== Input for this task ==

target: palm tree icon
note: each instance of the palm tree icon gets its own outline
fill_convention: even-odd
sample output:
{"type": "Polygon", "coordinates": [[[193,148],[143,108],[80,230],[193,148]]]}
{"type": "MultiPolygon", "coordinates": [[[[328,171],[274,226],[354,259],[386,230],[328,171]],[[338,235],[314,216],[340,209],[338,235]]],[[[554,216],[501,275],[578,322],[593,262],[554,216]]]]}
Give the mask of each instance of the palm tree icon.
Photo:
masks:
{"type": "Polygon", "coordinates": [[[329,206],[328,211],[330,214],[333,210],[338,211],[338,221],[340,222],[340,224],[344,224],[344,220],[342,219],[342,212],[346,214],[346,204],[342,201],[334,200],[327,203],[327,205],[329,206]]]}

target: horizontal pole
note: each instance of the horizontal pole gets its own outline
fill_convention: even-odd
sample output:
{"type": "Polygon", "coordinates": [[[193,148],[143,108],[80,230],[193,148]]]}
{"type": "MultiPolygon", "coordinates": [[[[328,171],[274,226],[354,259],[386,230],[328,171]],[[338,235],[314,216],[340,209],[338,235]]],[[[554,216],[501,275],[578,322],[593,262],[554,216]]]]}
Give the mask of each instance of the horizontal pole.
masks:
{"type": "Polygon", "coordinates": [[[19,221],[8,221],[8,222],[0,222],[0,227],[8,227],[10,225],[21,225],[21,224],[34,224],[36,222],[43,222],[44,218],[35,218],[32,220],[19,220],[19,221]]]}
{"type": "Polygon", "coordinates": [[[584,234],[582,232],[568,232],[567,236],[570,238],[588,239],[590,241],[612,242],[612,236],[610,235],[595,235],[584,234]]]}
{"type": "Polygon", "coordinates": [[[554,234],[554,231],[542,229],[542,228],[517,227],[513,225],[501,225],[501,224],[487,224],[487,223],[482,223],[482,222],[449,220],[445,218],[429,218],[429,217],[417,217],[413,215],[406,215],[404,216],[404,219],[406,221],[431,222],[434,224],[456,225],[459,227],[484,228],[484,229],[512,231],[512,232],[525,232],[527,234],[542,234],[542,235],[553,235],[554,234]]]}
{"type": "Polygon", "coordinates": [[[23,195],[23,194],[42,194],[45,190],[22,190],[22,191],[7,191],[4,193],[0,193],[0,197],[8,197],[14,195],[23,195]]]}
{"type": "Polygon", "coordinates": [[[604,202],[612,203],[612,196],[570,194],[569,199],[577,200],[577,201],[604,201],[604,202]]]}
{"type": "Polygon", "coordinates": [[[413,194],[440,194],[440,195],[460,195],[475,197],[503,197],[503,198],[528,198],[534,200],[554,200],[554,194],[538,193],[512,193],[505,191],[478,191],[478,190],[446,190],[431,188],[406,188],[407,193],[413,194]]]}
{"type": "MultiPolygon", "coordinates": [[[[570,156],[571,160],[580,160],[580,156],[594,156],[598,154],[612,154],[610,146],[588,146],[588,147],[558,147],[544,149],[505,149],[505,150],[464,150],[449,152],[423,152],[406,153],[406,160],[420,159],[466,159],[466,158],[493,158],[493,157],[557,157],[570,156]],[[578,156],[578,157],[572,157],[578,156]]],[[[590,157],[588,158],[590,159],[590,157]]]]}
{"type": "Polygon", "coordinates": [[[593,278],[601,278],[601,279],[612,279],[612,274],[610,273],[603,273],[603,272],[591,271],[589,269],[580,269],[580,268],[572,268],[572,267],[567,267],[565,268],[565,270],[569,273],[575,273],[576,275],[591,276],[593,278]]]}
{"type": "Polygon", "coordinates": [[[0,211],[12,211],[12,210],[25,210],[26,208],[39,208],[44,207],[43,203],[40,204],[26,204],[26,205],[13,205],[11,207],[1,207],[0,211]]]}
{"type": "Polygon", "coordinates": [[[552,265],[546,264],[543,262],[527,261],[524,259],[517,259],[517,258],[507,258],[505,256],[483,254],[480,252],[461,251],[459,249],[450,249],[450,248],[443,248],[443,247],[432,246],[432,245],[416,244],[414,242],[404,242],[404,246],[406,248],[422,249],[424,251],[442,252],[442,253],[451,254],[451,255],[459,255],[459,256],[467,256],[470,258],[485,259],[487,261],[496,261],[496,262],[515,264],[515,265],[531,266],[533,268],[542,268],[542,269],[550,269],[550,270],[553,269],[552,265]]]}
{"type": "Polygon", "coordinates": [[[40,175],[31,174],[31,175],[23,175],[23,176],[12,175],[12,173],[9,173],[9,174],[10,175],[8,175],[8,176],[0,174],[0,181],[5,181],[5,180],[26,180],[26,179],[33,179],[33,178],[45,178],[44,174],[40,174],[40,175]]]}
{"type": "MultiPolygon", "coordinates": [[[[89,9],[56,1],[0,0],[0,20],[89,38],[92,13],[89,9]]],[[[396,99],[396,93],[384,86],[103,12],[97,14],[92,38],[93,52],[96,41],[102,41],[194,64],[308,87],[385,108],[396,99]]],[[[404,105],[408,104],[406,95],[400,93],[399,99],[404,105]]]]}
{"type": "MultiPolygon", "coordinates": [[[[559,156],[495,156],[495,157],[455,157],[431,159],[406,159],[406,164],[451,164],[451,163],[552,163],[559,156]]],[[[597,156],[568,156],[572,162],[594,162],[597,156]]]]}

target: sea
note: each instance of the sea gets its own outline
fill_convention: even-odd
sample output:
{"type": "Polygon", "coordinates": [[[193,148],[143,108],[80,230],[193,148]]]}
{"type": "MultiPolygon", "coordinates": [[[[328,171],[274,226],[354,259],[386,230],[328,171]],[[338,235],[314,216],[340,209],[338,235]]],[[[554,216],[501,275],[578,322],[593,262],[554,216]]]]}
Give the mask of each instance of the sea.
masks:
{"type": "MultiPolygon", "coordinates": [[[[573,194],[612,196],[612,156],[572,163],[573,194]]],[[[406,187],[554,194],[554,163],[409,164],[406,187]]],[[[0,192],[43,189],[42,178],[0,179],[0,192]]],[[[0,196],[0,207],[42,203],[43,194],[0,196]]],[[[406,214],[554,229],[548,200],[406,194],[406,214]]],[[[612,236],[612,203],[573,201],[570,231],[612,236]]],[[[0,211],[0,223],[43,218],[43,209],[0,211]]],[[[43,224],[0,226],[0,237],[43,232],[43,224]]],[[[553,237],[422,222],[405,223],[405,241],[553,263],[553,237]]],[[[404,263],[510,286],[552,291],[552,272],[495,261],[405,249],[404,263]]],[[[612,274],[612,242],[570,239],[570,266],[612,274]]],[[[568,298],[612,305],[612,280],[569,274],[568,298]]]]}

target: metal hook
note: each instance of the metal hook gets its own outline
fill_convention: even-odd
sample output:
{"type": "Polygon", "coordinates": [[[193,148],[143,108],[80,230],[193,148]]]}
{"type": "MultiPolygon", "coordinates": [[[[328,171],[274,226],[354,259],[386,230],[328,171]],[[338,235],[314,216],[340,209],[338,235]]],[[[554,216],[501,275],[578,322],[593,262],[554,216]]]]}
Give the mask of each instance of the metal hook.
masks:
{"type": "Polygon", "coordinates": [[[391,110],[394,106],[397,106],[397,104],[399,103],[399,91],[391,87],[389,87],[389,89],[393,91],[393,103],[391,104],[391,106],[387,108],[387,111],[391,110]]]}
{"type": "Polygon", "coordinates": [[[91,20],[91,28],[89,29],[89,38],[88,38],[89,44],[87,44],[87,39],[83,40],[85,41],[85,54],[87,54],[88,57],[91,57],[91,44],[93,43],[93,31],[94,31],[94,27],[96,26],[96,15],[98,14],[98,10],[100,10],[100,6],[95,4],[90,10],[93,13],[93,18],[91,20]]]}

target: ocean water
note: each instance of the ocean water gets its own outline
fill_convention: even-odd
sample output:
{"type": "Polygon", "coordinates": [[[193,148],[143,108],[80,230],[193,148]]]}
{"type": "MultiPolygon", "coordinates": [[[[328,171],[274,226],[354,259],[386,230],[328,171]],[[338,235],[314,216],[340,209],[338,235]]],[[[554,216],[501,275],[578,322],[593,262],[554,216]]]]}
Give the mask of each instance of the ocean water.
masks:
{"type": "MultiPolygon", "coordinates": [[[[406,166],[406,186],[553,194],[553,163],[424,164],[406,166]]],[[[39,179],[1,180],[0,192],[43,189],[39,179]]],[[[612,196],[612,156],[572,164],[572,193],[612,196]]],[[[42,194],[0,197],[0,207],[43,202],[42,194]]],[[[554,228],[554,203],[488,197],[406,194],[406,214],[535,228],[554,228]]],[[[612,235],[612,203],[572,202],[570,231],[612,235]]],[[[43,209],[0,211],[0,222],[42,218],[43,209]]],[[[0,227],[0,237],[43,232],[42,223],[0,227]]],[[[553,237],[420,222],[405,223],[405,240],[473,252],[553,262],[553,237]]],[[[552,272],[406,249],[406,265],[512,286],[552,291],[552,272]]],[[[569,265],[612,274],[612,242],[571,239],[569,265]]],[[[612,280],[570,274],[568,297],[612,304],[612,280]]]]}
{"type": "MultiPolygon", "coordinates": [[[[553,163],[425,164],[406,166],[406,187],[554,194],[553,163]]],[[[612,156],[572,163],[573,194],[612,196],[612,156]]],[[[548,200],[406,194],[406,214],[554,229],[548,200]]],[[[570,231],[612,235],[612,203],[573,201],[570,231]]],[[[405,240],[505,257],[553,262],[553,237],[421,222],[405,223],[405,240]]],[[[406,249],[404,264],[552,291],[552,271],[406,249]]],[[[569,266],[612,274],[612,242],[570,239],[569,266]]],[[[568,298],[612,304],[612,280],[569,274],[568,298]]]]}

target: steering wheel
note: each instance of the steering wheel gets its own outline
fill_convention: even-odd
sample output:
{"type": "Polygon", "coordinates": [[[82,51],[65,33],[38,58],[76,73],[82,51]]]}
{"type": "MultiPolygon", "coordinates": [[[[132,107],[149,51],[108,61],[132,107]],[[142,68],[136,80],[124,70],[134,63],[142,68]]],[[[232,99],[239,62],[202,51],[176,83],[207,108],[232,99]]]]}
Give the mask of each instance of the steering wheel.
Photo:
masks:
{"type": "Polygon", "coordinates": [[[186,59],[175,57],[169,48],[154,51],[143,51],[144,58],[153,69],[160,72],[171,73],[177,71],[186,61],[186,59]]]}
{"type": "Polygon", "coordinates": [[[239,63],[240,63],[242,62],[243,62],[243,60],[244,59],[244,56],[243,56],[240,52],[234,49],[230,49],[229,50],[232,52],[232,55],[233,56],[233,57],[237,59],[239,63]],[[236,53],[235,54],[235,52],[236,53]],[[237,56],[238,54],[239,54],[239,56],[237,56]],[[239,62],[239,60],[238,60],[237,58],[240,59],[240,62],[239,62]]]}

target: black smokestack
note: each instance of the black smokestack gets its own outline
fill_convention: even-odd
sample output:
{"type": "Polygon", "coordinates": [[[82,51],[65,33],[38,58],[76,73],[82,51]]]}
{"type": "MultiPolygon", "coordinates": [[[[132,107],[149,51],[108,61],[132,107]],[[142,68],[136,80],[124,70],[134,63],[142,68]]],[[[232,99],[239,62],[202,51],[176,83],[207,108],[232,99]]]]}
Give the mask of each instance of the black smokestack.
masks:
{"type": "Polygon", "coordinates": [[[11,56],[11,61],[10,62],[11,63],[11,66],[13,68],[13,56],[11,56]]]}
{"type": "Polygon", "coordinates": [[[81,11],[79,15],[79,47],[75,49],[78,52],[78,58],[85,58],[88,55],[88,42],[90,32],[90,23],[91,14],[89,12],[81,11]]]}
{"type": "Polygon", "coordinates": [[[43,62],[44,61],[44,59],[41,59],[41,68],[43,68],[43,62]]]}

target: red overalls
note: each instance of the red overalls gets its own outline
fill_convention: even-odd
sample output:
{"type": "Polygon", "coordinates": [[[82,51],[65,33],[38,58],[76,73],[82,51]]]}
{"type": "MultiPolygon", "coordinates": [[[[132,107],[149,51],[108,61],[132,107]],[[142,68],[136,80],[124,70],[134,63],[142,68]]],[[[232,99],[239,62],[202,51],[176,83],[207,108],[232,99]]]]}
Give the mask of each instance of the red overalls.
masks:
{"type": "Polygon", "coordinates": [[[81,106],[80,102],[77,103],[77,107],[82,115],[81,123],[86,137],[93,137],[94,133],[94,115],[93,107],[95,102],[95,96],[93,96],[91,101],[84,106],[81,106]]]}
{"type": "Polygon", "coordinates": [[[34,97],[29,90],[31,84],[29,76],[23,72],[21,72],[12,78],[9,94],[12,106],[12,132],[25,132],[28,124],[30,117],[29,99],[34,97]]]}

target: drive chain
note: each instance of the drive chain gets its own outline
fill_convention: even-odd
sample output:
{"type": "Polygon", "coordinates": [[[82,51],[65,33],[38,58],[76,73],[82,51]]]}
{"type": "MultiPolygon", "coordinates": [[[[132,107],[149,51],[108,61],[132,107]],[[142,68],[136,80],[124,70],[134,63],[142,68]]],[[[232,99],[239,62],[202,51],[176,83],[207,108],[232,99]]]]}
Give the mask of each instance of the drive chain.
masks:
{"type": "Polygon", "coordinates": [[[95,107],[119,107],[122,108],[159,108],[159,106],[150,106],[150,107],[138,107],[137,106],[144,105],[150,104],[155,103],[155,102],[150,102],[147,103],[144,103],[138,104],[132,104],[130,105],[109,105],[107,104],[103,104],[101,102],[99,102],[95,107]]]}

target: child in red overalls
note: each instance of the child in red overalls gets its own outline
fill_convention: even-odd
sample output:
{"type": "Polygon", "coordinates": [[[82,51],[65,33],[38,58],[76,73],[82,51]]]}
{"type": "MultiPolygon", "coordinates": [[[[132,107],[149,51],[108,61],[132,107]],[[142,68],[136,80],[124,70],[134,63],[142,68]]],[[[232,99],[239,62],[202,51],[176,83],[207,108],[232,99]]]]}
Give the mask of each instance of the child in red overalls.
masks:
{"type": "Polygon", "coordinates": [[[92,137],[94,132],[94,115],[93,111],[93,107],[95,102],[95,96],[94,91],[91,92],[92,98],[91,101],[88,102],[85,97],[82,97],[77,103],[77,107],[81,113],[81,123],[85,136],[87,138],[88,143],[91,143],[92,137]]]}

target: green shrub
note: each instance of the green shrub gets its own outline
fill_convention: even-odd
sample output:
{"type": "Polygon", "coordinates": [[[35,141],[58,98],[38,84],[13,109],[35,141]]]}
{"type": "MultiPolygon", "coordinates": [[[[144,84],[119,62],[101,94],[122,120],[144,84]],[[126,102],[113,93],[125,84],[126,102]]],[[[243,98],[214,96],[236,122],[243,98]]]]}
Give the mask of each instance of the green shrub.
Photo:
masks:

===

■ **Goal of the exercise**: Write out again, word for word, the lines of the listing from the one holding "target: green shrub" through the end of the listing, inclusive.

■ **Solution for this problem**:
target: green shrub
note: each instance of the green shrub gets its own outline
fill_convention: even-odd
sample output:
{"type": "Polygon", "coordinates": [[[35,141],[58,98],[38,84],[13,109],[35,141]]]}
{"type": "MultiPolygon", "coordinates": [[[[144,84],[119,62],[101,94],[122,120],[144,84]],[[126,102],[113,93],[125,84],[126,102]]],[[[243,98],[214,96],[236,122],[243,98]]]]}
Give the mask of each instance of the green shrub.
Photo:
masks:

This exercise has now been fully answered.